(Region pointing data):
============================================================

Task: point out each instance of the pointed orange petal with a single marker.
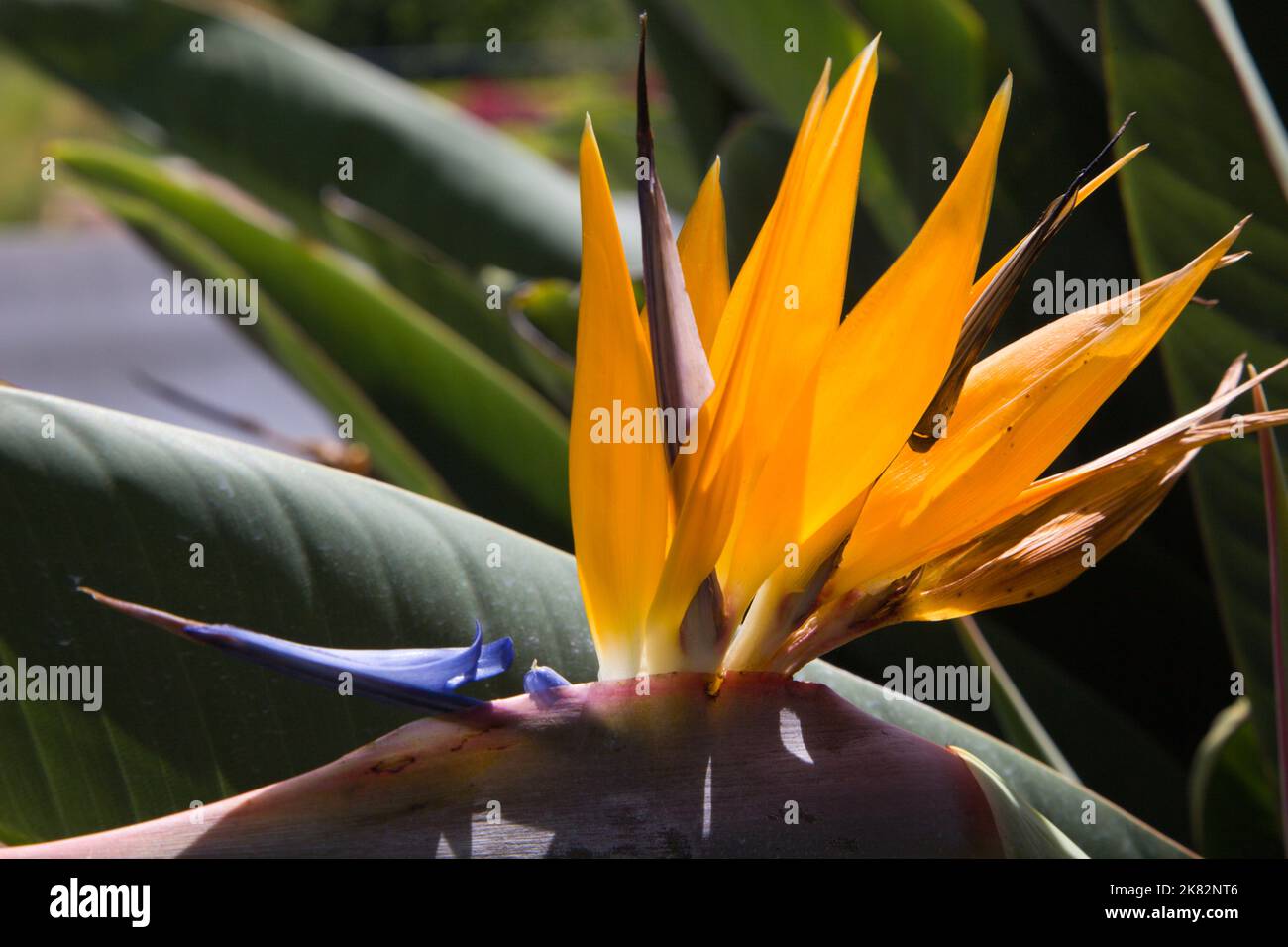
(1020, 407)
(880, 369)
(703, 257)
(618, 491)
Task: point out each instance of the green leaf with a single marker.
(1233, 791)
(301, 552)
(1024, 831)
(290, 548)
(393, 459)
(282, 108)
(1018, 722)
(502, 449)
(1164, 62)
(544, 321)
(424, 274)
(1115, 834)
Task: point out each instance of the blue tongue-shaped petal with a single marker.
(421, 678)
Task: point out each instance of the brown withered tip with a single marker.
(154, 616)
(643, 127)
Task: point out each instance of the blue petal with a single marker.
(421, 678)
(539, 684)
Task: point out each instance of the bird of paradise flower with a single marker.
(842, 474)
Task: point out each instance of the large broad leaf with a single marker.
(288, 548)
(296, 551)
(1207, 169)
(502, 449)
(1233, 791)
(393, 459)
(275, 111)
(1093, 822)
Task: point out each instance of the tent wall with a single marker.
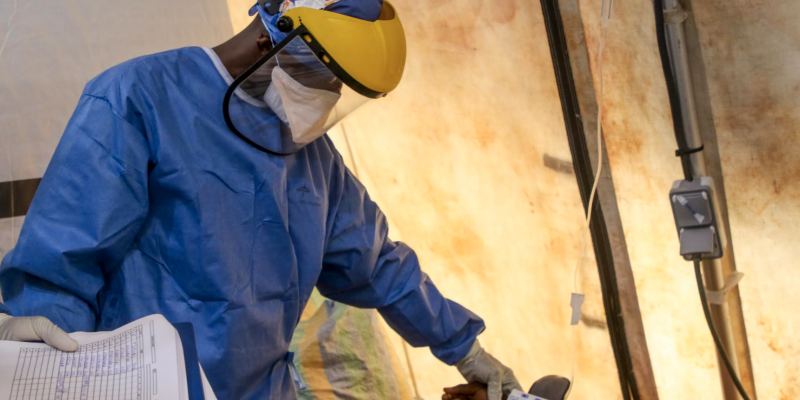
(50, 49)
(750, 59)
(460, 159)
(752, 55)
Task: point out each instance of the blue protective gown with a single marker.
(151, 205)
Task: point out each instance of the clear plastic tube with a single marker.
(605, 16)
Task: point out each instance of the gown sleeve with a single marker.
(86, 212)
(362, 267)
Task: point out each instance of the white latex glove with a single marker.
(26, 329)
(480, 366)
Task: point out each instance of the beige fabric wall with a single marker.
(455, 158)
(752, 55)
(641, 145)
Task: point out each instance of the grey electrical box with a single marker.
(694, 209)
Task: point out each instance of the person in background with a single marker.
(199, 184)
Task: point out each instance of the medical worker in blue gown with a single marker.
(179, 190)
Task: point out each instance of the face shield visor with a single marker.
(327, 66)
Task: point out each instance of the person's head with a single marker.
(256, 40)
(306, 64)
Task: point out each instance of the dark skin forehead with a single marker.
(245, 48)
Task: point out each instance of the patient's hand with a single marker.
(469, 391)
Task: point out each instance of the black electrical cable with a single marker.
(684, 152)
(584, 175)
(717, 341)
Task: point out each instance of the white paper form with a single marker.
(139, 361)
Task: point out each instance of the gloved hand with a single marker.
(480, 366)
(25, 329)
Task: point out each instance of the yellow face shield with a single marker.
(327, 66)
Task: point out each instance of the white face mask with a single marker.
(304, 109)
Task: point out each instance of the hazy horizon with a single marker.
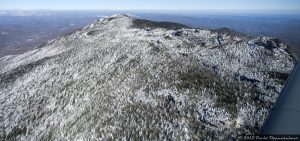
(266, 5)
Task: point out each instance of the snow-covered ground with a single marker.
(115, 79)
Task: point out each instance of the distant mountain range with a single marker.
(127, 78)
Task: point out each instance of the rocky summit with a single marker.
(123, 78)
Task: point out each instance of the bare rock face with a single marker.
(126, 78)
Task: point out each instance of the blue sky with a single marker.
(151, 4)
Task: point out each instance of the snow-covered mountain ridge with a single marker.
(126, 78)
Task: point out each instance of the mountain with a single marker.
(127, 78)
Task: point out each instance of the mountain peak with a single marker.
(122, 77)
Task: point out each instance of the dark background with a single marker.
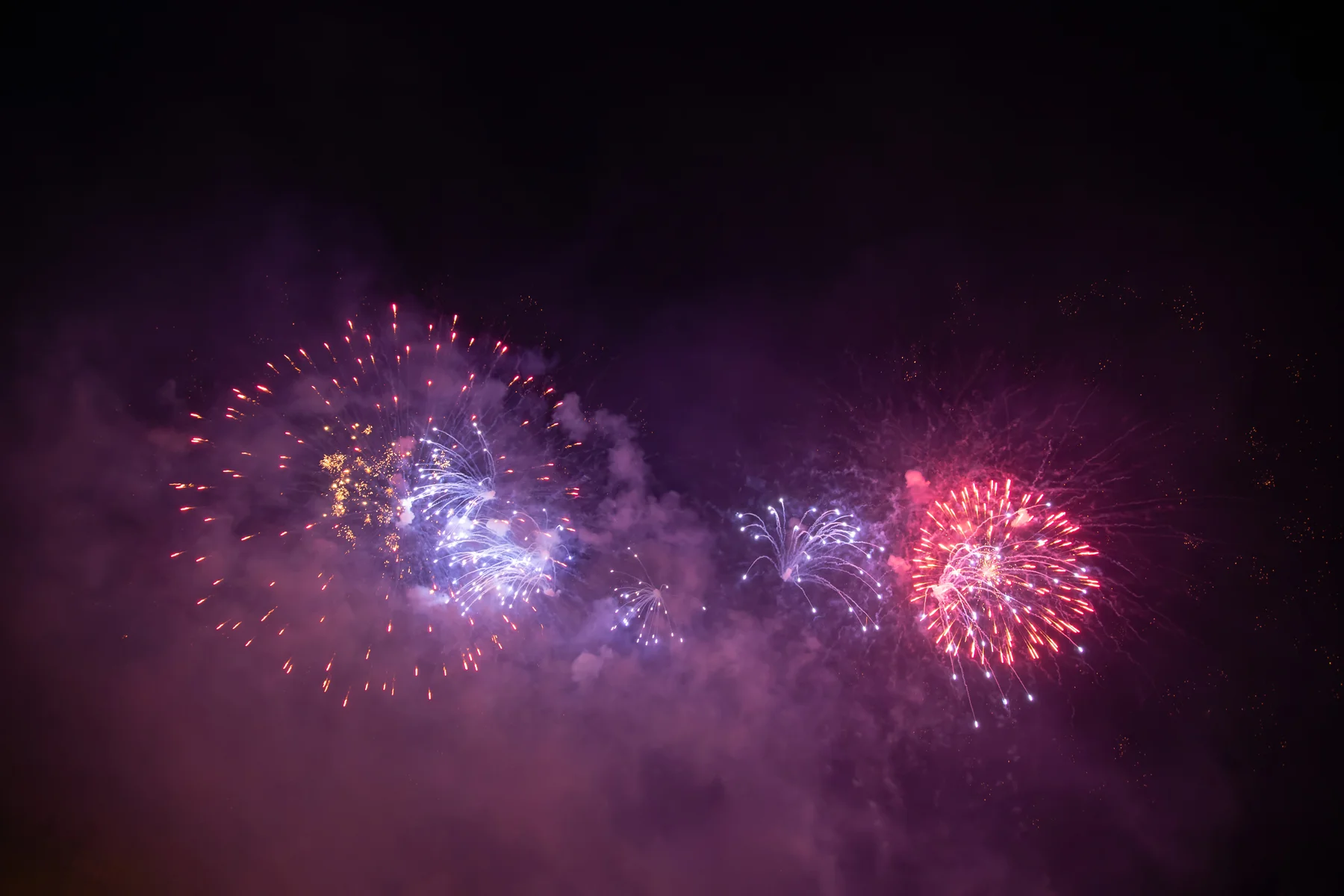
(721, 217)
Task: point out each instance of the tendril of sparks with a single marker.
(644, 603)
(364, 457)
(815, 550)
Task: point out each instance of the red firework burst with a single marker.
(1001, 576)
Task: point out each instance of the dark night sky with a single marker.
(729, 220)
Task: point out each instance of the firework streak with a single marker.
(815, 550)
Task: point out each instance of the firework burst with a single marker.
(1001, 578)
(644, 605)
(816, 548)
(343, 461)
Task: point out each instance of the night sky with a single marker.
(766, 253)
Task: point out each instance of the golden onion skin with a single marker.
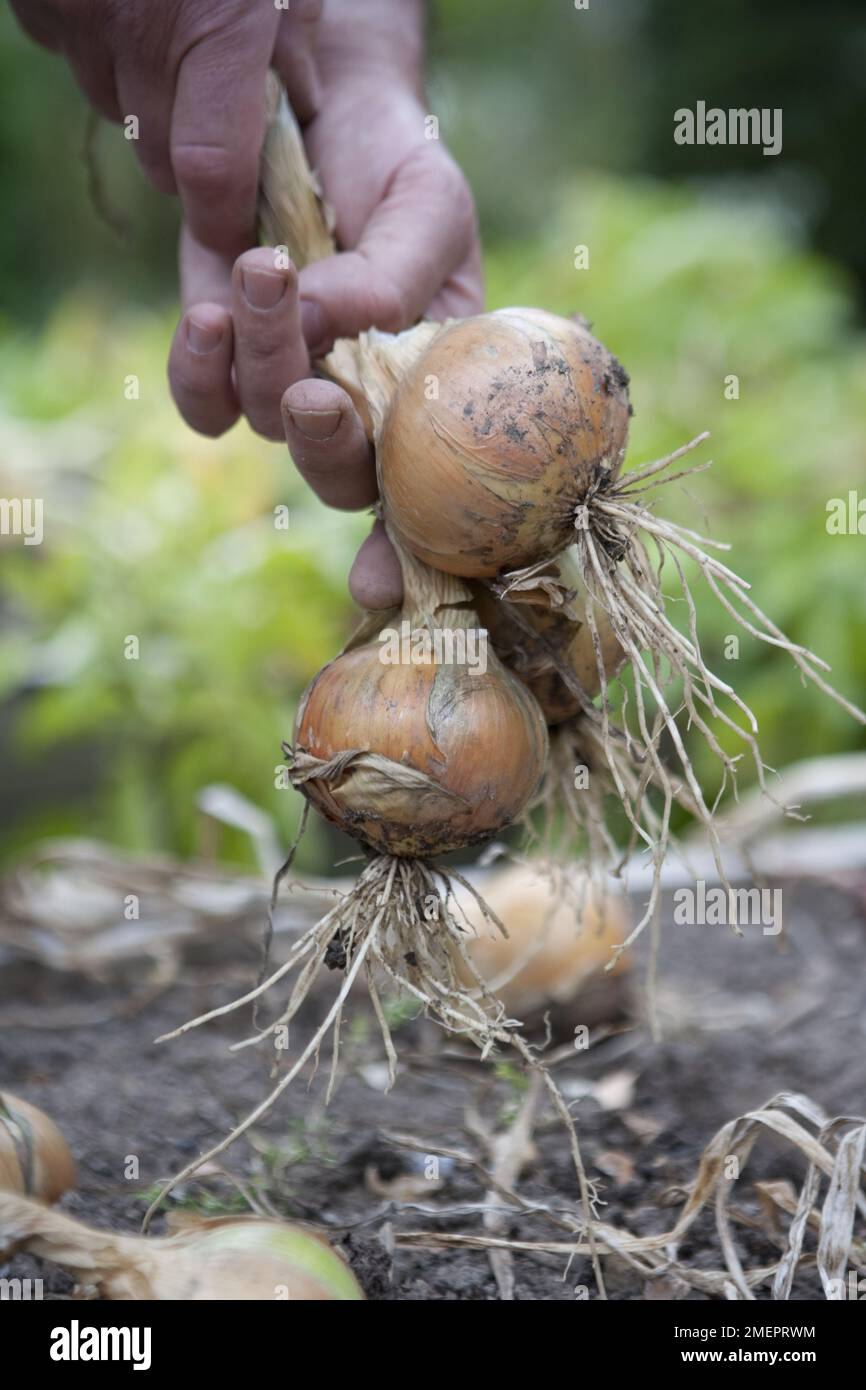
(478, 737)
(34, 1155)
(531, 662)
(487, 476)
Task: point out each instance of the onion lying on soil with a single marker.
(34, 1155)
(228, 1258)
(499, 446)
(562, 934)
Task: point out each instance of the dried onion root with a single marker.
(615, 533)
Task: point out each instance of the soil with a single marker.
(741, 1019)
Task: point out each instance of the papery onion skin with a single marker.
(35, 1158)
(485, 477)
(531, 662)
(478, 737)
(259, 1258)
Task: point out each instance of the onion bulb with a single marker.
(224, 1260)
(417, 759)
(34, 1155)
(495, 434)
(551, 647)
(562, 931)
(430, 751)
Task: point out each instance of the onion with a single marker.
(530, 410)
(34, 1155)
(417, 759)
(553, 649)
(562, 931)
(225, 1260)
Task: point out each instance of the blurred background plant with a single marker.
(563, 121)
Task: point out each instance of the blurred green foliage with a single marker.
(154, 533)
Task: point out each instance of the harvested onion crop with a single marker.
(223, 1260)
(499, 445)
(34, 1155)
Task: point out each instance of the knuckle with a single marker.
(388, 305)
(205, 170)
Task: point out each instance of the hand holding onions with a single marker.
(499, 446)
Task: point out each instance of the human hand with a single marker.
(192, 72)
(405, 214)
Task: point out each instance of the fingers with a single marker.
(270, 350)
(376, 580)
(217, 127)
(293, 57)
(148, 95)
(417, 236)
(200, 369)
(462, 292)
(205, 274)
(328, 445)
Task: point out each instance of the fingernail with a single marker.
(313, 323)
(263, 288)
(203, 338)
(316, 424)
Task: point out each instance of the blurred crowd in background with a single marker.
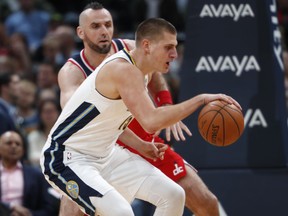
(38, 36)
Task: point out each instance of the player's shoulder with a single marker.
(70, 71)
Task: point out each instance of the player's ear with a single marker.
(80, 32)
(146, 46)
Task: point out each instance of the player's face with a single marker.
(11, 147)
(98, 31)
(164, 52)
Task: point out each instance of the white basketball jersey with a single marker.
(91, 123)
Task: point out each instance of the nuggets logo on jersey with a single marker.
(178, 169)
(73, 189)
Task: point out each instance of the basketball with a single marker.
(220, 123)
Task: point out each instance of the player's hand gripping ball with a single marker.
(220, 123)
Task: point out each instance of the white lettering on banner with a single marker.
(226, 10)
(254, 118)
(228, 63)
(177, 170)
(276, 35)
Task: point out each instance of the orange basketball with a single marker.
(220, 123)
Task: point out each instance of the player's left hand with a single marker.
(177, 131)
(153, 150)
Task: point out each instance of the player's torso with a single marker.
(94, 120)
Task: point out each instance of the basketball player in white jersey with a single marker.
(96, 30)
(80, 156)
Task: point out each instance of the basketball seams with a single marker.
(231, 113)
(212, 121)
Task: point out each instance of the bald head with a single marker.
(88, 9)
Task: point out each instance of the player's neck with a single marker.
(140, 62)
(94, 58)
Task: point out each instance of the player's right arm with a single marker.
(69, 79)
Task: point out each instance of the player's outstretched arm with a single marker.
(70, 78)
(148, 149)
(159, 90)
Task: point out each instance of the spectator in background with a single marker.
(172, 77)
(46, 76)
(285, 61)
(29, 21)
(23, 189)
(26, 113)
(49, 111)
(19, 51)
(48, 50)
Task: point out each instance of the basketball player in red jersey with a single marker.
(96, 30)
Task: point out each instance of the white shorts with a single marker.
(83, 176)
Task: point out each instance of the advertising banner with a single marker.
(234, 47)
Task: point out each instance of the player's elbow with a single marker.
(150, 126)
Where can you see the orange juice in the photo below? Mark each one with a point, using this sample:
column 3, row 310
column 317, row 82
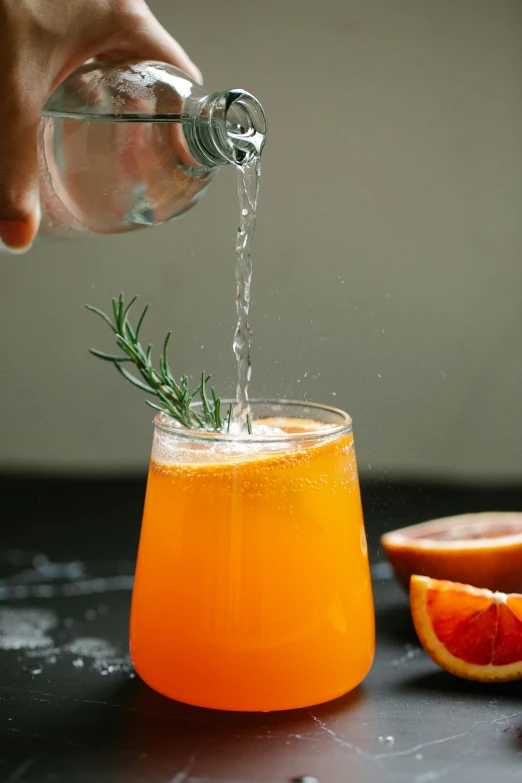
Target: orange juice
column 252, row 586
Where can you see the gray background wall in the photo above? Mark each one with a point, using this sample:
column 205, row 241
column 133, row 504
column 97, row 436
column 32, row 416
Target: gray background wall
column 388, row 271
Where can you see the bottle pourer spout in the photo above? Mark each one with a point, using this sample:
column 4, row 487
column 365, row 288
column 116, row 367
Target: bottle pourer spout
column 230, row 128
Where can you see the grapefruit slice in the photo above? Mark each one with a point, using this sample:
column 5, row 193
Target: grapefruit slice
column 470, row 632
column 480, row 549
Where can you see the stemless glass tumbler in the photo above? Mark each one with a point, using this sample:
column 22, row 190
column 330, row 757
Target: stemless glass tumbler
column 252, row 586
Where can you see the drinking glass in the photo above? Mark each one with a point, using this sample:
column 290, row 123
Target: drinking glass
column 252, row 587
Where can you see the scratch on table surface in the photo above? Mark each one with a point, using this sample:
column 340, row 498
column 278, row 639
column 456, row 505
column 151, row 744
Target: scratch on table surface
column 21, row 770
column 416, row 748
column 337, row 739
column 183, row 774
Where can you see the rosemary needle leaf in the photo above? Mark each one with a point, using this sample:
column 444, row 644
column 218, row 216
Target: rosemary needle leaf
column 108, row 357
column 176, row 399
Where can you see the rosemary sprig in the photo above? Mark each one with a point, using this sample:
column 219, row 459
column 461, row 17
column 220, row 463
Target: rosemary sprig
column 175, row 398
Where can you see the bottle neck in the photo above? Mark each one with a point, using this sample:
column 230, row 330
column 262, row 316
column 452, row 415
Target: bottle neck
column 227, row 127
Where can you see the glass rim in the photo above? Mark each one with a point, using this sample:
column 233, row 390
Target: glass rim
column 169, row 425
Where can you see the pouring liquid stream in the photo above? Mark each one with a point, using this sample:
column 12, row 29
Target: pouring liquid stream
column 248, row 191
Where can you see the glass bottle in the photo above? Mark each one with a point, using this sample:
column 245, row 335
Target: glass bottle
column 128, row 145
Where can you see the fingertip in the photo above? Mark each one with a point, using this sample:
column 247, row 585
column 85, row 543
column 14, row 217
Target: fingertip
column 16, row 236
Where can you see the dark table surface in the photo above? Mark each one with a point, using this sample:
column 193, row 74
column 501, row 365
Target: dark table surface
column 72, row 709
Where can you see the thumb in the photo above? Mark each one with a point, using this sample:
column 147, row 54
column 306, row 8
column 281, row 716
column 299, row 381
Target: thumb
column 147, row 39
column 19, row 196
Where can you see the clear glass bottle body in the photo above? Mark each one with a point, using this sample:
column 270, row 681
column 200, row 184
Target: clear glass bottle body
column 129, row 145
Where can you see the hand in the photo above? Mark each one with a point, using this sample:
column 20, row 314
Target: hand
column 43, row 41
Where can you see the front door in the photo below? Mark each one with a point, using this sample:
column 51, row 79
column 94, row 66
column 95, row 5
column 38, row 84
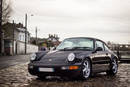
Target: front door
column 100, row 60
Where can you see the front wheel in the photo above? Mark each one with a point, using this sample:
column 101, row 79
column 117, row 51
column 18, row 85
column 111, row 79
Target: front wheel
column 86, row 69
column 113, row 68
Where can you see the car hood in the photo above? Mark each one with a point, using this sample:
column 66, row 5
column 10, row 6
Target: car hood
column 58, row 57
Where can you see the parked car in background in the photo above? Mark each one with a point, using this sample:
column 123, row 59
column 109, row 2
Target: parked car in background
column 77, row 57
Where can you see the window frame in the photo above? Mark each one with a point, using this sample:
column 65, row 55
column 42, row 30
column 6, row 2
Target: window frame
column 101, row 42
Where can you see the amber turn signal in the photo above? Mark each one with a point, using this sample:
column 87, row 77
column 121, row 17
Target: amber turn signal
column 73, row 67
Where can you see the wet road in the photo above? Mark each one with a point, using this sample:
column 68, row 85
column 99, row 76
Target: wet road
column 18, row 76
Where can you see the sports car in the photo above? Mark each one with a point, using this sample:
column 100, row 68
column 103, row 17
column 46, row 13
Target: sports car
column 77, row 57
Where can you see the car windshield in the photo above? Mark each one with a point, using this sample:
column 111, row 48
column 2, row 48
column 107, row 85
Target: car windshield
column 76, row 44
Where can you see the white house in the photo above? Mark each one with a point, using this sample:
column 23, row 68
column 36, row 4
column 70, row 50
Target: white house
column 20, row 35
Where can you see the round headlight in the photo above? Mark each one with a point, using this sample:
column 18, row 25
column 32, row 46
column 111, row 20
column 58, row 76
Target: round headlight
column 71, row 57
column 33, row 56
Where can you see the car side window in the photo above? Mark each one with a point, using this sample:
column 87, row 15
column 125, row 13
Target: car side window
column 99, row 44
column 106, row 47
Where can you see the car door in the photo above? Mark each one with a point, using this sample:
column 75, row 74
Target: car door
column 100, row 60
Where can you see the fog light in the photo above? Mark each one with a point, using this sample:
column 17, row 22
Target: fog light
column 73, row 67
column 31, row 67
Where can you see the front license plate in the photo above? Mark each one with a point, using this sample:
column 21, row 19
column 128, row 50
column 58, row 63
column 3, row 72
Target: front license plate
column 46, row 69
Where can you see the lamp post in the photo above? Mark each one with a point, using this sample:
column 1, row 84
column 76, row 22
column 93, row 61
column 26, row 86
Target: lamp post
column 1, row 39
column 25, row 33
column 26, row 23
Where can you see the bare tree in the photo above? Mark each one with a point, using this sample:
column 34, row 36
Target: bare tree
column 6, row 10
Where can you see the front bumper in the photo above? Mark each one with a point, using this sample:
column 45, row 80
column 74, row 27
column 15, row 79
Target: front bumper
column 59, row 70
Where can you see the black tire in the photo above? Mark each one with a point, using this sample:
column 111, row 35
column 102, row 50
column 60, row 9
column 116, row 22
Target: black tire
column 113, row 67
column 41, row 77
column 86, row 70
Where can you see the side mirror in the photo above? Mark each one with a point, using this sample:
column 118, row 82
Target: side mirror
column 98, row 49
column 53, row 48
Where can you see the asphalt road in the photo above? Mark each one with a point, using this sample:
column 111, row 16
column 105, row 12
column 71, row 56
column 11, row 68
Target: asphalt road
column 7, row 61
column 18, row 76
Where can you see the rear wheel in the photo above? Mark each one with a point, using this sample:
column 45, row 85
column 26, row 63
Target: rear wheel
column 41, row 77
column 86, row 69
column 113, row 68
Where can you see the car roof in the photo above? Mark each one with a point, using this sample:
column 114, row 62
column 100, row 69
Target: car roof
column 84, row 38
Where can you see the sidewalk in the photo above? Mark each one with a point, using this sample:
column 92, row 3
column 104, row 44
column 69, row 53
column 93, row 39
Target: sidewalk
column 7, row 61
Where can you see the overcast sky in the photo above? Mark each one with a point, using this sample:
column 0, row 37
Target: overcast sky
column 108, row 20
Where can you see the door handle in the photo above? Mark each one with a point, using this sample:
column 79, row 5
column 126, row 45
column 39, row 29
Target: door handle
column 106, row 53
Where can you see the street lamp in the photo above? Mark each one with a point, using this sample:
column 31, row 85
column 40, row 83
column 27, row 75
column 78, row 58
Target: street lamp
column 26, row 18
column 25, row 33
column 1, row 39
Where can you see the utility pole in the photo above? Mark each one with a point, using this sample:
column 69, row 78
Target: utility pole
column 36, row 35
column 25, row 33
column 13, row 38
column 1, row 39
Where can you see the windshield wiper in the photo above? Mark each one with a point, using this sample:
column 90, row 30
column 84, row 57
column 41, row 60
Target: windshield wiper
column 76, row 48
column 66, row 49
column 82, row 48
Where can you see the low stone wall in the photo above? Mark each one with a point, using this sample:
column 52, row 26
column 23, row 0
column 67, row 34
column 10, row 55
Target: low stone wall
column 20, row 48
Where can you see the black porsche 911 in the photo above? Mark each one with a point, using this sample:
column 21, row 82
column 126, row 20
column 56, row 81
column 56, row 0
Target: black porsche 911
column 77, row 57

============================================================

(Work request): For each line in the data that holds "below", add one to a count, then report that count alone.

(Answer area): 2